## Available data
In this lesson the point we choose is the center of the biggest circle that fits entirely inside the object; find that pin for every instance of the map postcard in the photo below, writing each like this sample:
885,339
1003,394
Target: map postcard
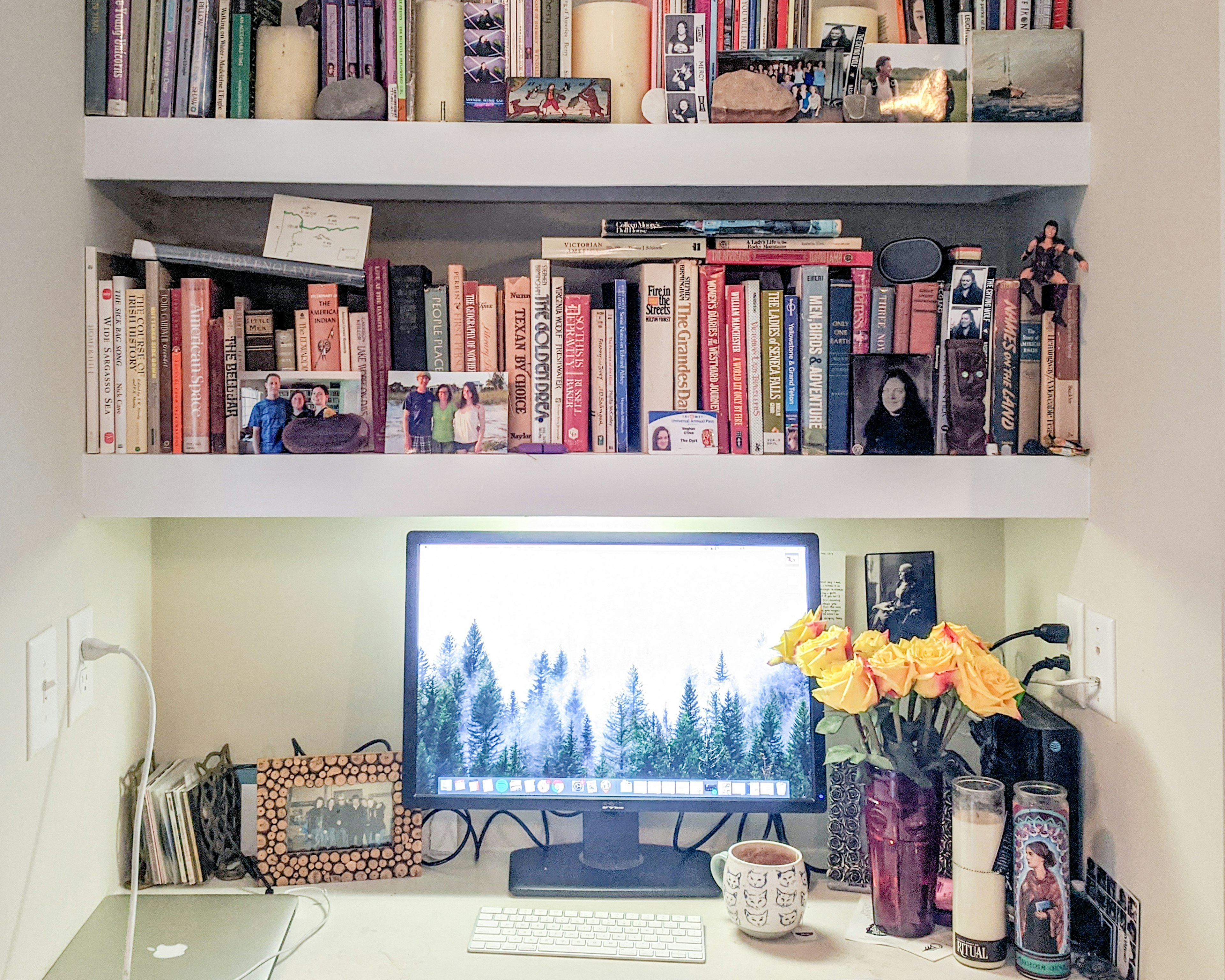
324,233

## Your instructions
Copy every line of the records above character for character, leaving the pictures out of your answer.

## Written solution
In this lesson the point we choose is the center of the biggest circle that fits entirely inside the object; find that pin for every instance of the map postcard in the photo below, writing each like this sample:
885,339
1003,394
Target: map postcard
324,233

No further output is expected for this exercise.